_DESCRIPTION OF THE TASK_: Please arrange the data below, from the line that contains "grate in the photo above." through the end of the data, as a JSON list of strings with one string for each line and no blank lines. Leave the pictures out of the answer.

A block of data:
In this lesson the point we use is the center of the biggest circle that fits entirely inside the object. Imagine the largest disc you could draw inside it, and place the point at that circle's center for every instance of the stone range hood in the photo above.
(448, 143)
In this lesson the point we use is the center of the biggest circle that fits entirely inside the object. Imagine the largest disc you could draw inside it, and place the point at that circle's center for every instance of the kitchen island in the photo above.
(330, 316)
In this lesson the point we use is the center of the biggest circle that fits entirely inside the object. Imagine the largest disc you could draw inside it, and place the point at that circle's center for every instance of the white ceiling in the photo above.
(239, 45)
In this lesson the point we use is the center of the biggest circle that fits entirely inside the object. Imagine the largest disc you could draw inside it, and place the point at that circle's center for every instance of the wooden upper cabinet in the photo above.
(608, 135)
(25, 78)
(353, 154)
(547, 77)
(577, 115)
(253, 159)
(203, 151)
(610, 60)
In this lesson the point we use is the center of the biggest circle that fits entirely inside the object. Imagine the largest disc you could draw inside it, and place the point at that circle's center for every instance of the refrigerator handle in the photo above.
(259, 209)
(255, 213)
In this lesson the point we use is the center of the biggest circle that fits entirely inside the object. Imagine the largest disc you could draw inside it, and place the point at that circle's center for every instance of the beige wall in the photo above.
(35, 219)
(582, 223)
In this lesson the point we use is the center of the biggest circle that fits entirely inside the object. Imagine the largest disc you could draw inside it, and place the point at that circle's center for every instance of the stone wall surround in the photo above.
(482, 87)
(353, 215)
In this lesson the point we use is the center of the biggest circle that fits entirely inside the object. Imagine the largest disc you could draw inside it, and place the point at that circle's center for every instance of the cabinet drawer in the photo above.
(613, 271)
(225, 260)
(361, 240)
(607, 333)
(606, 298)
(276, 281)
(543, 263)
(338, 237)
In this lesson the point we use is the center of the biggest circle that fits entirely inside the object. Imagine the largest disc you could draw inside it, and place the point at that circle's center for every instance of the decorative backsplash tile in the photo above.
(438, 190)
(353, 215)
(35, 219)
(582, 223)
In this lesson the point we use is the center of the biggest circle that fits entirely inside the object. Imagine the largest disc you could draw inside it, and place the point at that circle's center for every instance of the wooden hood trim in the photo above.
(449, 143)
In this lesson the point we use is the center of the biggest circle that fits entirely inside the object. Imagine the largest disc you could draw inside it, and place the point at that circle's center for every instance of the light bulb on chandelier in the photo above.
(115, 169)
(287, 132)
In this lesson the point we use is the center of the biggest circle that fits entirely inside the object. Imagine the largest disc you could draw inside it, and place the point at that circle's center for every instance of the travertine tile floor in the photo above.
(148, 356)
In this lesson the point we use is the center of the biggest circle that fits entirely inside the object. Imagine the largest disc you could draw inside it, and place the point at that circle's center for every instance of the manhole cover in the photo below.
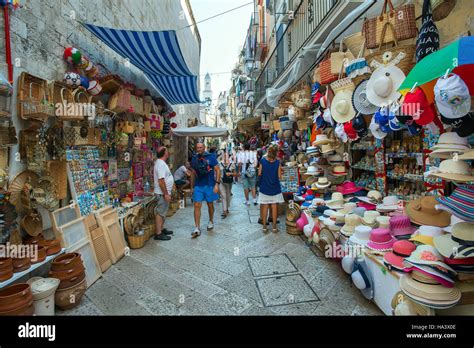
(285, 290)
(271, 265)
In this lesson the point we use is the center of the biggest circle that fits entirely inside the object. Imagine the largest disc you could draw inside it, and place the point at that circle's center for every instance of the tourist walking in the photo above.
(228, 173)
(164, 182)
(270, 194)
(205, 185)
(248, 169)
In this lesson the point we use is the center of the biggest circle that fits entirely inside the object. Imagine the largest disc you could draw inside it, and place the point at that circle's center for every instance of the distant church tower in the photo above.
(207, 93)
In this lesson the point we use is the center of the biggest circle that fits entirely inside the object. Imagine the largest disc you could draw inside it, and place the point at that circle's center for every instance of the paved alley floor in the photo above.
(233, 270)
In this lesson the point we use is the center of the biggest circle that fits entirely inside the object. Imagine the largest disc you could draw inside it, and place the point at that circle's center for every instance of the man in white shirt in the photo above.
(163, 180)
(248, 170)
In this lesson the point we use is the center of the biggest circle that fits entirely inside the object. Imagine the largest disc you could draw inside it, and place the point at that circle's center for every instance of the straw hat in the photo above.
(351, 222)
(459, 244)
(458, 171)
(423, 212)
(382, 87)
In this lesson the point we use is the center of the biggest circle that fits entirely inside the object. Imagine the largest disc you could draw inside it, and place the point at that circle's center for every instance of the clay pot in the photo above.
(66, 262)
(62, 297)
(41, 255)
(20, 265)
(15, 296)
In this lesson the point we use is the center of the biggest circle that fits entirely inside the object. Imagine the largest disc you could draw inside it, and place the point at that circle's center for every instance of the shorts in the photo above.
(162, 206)
(204, 193)
(249, 183)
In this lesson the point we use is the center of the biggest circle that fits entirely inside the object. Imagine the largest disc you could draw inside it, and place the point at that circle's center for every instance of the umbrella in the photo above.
(201, 131)
(458, 57)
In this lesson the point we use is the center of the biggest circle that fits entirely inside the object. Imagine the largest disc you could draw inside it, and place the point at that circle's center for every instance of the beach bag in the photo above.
(428, 38)
(402, 18)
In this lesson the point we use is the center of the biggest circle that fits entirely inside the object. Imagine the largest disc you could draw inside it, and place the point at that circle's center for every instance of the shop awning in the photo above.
(201, 131)
(158, 55)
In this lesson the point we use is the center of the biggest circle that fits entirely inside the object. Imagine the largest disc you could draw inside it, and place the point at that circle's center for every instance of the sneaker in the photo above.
(166, 232)
(196, 233)
(161, 236)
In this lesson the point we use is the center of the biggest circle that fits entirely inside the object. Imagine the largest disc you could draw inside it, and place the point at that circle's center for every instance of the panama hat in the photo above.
(389, 203)
(425, 234)
(452, 170)
(382, 87)
(322, 182)
(342, 110)
(321, 139)
(423, 212)
(360, 102)
(459, 244)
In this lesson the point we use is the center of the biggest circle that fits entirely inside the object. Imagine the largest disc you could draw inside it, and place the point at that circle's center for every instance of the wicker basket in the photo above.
(136, 242)
(405, 64)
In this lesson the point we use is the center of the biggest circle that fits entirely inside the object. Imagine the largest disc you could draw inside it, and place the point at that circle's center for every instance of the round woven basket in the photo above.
(136, 242)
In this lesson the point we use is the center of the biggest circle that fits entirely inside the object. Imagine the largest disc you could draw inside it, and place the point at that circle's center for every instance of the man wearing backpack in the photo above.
(205, 185)
(248, 170)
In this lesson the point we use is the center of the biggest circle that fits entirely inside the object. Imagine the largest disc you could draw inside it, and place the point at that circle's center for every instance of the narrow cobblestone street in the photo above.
(234, 270)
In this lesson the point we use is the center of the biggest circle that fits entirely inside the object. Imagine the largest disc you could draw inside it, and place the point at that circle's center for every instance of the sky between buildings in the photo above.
(222, 38)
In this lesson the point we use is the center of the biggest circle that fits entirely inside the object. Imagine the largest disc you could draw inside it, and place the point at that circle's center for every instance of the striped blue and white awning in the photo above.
(158, 55)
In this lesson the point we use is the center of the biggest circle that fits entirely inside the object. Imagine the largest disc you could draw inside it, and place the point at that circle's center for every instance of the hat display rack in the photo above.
(385, 160)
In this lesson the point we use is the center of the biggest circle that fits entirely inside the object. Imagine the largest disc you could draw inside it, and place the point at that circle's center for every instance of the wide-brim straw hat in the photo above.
(423, 212)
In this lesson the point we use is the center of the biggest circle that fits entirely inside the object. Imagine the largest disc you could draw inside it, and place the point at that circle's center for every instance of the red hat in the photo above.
(350, 131)
(401, 250)
(417, 105)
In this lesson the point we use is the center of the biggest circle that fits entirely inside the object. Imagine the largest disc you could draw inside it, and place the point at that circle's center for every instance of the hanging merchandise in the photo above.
(428, 38)
(401, 18)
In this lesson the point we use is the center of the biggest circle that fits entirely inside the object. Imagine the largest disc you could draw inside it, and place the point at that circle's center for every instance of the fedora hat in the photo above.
(321, 139)
(452, 170)
(342, 110)
(459, 244)
(400, 225)
(423, 212)
(425, 234)
(373, 197)
(381, 240)
(351, 222)
(322, 182)
(389, 203)
(431, 295)
(361, 235)
(382, 87)
(460, 203)
(401, 250)
(338, 171)
(360, 102)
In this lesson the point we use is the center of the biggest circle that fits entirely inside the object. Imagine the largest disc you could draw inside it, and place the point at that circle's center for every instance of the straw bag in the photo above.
(402, 56)
(338, 59)
(402, 18)
(442, 8)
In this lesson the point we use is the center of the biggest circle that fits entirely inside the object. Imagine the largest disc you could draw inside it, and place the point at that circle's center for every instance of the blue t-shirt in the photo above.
(204, 179)
(269, 181)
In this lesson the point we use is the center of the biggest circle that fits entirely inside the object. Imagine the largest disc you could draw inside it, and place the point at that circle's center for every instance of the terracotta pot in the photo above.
(64, 284)
(66, 262)
(27, 309)
(62, 297)
(15, 296)
(20, 265)
(41, 255)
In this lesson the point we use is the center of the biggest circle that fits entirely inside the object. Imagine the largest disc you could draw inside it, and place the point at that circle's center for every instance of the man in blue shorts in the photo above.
(205, 185)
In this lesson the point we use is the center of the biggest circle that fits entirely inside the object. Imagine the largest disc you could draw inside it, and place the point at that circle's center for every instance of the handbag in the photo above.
(339, 59)
(402, 18)
(428, 38)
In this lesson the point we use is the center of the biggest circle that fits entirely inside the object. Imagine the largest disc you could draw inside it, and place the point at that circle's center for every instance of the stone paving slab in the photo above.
(285, 290)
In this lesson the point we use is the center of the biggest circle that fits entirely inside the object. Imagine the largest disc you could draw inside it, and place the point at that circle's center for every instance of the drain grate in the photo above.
(271, 265)
(285, 290)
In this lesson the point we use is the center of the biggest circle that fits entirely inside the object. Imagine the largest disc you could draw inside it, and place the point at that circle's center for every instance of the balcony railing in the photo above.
(307, 18)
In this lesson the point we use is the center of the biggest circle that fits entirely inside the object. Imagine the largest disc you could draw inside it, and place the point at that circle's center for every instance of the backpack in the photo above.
(201, 165)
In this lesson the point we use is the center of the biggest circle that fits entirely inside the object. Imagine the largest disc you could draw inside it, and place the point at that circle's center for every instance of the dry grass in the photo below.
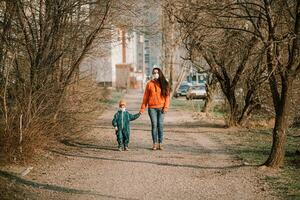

_TASK RESPONSE_:
[
  "In this lesson the point we use is the center of the biggest circle that fits entirely inside the object. Imagine the largest disc you could draw inside it, and place the point at that circle's center for every instance of the drain grate in the photo above.",
  "(271, 265)",
  "(285, 290)",
  "In this lesson the point we use is the center of the biggest circle that fits entirely inside the object. Imagine the largest disc you could draw inside it, and place the point at that circle's center for every instance of the balcony railing in the photo above.",
  "(307, 18)",
  "In this lesson the point we use is the center of the biggest circle that fits entirely inside the object. Imagine the largest disc you could draw inside it, and place the point at that circle's center for every instance of the backpack in the photo above.",
  "(201, 165)",
  "In this lesson the point we use is the center of the biggest circle that fits entirely inside the object. Imagine the largest disc you could draw inside it, and place the point at that circle's center for every instance of the dry grass in the photo below."
]